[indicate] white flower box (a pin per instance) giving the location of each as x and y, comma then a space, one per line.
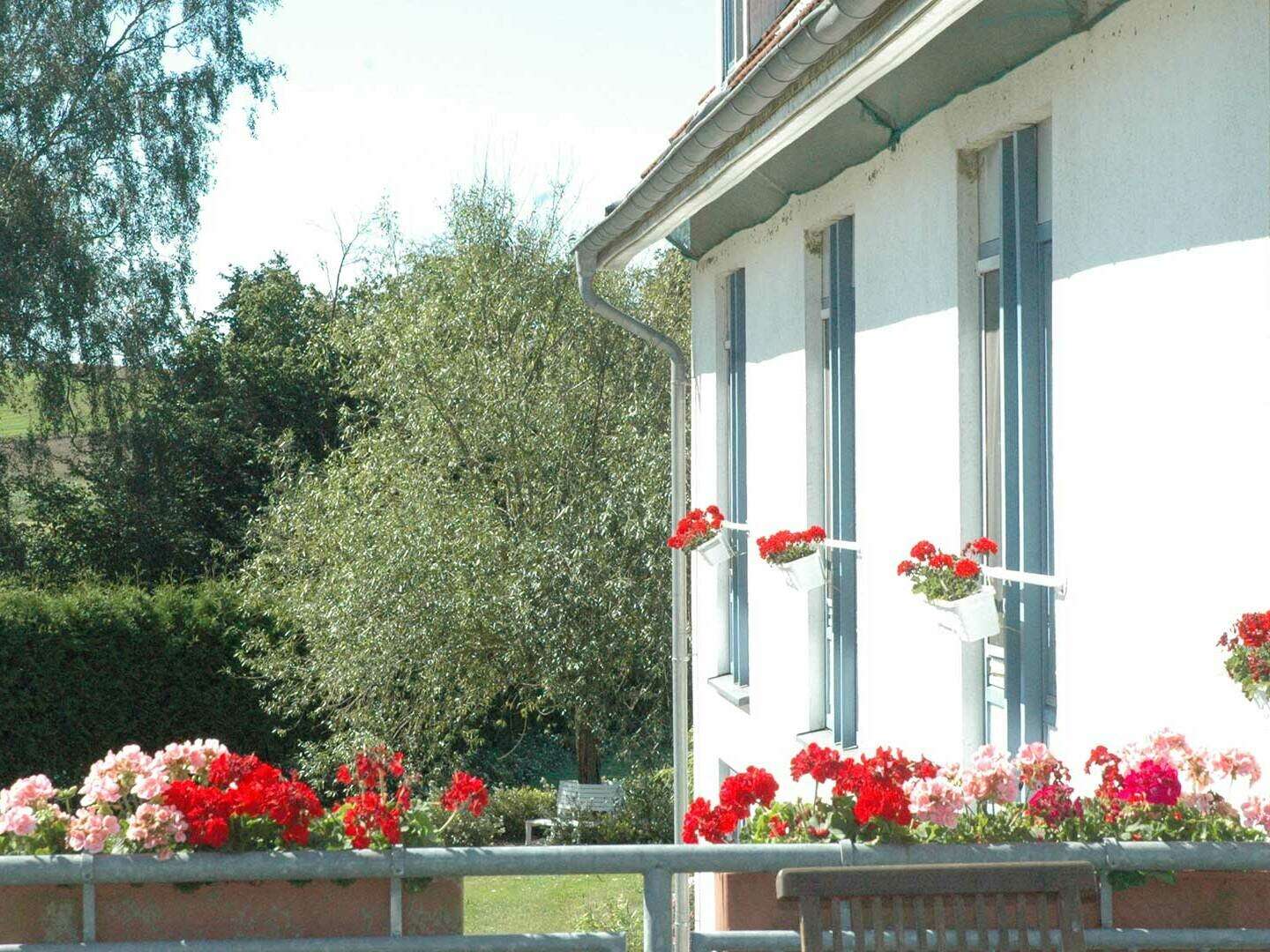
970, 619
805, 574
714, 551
==
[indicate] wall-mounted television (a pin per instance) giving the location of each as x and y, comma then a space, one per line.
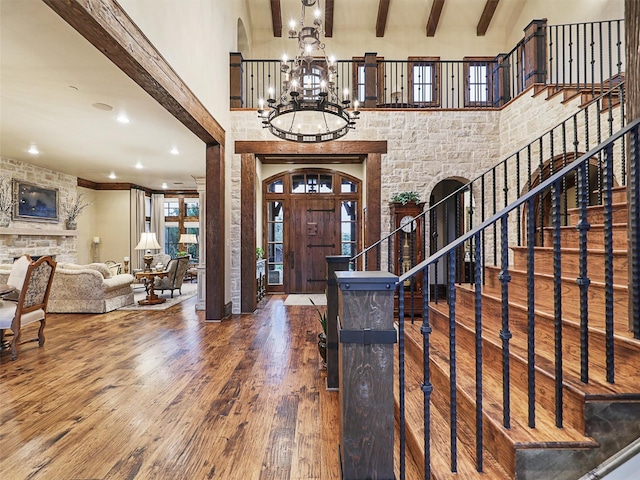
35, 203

# TASK BRIEF
Locate every row that contains the string "space" and copy each of those rows in full.

# RESULT
[indicate] white flower box (a pin per instance) giving the location of each as x and y, comma then a space, one per line.
[indicate] wall-mounted television (a pin per instance) giving the location of each as x and y, comma then a space, one per line.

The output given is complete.